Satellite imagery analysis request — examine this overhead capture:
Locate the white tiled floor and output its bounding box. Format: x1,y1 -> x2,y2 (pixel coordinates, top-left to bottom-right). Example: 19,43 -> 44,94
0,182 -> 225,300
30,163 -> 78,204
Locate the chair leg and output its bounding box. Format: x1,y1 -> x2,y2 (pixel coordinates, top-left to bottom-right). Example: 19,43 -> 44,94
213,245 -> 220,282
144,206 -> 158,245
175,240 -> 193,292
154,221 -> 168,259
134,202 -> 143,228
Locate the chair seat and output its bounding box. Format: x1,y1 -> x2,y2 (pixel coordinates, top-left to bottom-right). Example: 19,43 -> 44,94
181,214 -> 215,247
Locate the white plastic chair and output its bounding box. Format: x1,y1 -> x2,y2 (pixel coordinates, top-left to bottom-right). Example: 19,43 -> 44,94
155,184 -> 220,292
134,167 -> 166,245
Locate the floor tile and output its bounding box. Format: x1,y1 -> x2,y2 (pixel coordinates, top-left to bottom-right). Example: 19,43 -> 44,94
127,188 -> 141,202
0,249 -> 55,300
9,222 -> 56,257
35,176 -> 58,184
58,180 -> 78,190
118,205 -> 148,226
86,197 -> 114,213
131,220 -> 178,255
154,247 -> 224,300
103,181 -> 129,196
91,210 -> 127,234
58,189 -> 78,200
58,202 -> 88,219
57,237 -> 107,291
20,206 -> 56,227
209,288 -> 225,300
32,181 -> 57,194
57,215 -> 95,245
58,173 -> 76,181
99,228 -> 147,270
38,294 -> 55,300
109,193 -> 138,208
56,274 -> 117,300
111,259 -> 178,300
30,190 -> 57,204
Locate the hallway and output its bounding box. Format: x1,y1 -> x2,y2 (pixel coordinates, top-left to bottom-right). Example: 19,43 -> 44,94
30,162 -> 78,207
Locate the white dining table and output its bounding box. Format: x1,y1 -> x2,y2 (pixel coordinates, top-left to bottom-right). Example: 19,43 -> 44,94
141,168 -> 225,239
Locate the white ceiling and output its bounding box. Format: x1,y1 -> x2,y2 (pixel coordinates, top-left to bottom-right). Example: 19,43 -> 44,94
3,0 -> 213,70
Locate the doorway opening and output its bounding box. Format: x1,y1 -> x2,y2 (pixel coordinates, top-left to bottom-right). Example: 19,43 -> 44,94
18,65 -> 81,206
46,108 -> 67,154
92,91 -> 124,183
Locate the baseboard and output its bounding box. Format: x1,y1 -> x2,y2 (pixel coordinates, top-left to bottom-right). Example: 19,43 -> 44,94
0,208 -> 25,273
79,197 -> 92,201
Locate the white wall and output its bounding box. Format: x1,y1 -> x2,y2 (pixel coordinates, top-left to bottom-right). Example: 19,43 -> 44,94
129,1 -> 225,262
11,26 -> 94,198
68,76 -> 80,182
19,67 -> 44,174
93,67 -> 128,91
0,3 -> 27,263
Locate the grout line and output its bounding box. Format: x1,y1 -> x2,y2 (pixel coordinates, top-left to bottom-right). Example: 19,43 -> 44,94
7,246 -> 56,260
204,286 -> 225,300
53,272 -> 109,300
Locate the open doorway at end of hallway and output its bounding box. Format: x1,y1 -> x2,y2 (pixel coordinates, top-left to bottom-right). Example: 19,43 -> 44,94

#### TASK PROMPT
Could you rewrite the items starting at the line containing "Locate the white ceiling" and ending at the line containing "0,3 -> 27,263", with both of those lines included? Swap every "bounding box" for "enclosing box" and leave everything else unchanged.

#### SOLUTION TO THIS TASK
Locate the white ceiling and output its enclosing box. Format: x1,y1 -> x2,y2 (pixel coordinates, top-left to bottom-right). Example: 19,43 -> 44,94
3,0 -> 213,70
Locate the doorway opening and output its enclosing box. Format: x1,y1 -> x2,y2 (pixel coordinates, top-left to bottom-right). Example: 19,43 -> 44,94
18,65 -> 81,206
46,108 -> 67,154
92,91 -> 124,183
Locate the baseboard and output its enclosing box. Format: x1,y1 -> x2,y2 (pixel coordinates, top-left to bottom-right). Example: 19,43 -> 44,94
0,208 -> 25,273
79,197 -> 92,201
Locate the white wall and output its enclosing box. Format: x1,y1 -> x2,y2 (pixel coordinates, top-left to bottom-right). Example: 19,43 -> 44,94
129,1 -> 225,262
11,26 -> 94,198
68,76 -> 80,182
19,67 -> 44,174
93,67 -> 128,91
0,3 -> 27,263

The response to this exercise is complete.